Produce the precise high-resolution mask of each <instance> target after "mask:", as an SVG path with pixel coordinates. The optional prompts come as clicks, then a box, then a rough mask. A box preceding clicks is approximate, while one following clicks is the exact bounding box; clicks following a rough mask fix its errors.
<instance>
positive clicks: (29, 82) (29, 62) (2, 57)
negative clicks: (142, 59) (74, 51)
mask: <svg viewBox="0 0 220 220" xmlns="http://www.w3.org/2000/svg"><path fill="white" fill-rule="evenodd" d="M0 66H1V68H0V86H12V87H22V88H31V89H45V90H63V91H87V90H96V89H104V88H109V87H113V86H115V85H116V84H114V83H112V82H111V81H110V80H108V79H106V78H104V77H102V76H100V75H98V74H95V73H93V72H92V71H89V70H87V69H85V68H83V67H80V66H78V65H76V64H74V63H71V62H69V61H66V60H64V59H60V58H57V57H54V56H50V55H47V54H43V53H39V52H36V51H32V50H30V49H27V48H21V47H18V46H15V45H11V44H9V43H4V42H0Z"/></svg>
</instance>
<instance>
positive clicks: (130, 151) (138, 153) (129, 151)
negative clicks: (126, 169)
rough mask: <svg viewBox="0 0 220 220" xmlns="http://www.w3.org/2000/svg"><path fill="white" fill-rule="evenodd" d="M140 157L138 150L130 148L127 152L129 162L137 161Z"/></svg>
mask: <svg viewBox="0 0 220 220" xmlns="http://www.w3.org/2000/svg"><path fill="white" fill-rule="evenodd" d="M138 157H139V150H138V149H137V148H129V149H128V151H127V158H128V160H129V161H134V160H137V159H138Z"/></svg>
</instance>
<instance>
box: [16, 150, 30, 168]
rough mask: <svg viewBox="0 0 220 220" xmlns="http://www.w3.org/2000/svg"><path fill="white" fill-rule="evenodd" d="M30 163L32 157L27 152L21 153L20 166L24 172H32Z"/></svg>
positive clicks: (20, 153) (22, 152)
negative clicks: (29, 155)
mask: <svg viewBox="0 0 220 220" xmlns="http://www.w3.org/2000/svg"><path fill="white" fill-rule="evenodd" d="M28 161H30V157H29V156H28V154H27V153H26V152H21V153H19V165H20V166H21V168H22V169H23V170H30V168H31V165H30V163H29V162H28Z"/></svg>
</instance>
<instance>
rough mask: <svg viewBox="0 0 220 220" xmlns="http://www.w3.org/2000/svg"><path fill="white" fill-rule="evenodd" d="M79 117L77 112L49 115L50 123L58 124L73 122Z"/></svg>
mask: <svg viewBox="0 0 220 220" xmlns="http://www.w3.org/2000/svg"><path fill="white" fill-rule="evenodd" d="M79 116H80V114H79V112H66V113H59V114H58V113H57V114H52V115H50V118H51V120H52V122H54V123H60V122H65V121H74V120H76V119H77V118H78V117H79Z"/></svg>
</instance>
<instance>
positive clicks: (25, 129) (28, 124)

::::::

• Activity: All that belongs in the answer is an exact copy of the lines from the start of the records above through the line with "negative clicks: (126, 169)".

• Answer box:
Produce the precise high-resolution mask of each <instance> target after "mask:", as an SVG path with pixel coordinates. The optional prompts come as clicks, then a box, then a rough mask. A box preceding clicks is approximate, while one following clicks is the exact bounding box; clicks following a rough mask fix its errors.
<instance>
positive clicks: (29, 82) (29, 62) (2, 57)
negative clicks: (142, 59) (74, 51)
mask: <svg viewBox="0 0 220 220" xmlns="http://www.w3.org/2000/svg"><path fill="white" fill-rule="evenodd" d="M0 66H1V68H0V86H12V87H22V88H31V89H45V90H63V91H87V90H96V89H104V88H109V87H113V86H115V85H116V84H114V83H112V82H111V81H110V80H108V79H106V78H104V77H102V76H100V75H98V74H95V73H93V72H92V71H89V70H87V69H85V68H83V67H80V66H78V65H76V64H74V63H71V62H69V61H66V60H64V59H60V58H57V57H54V56H50V55H47V54H43V53H39V52H36V51H32V50H30V49H27V48H21V47H18V46H15V45H11V44H9V43H4V42H0Z"/></svg>
</instance>
<instance>
positive clicks: (130, 151) (138, 153) (129, 151)
negative clicks: (126, 169)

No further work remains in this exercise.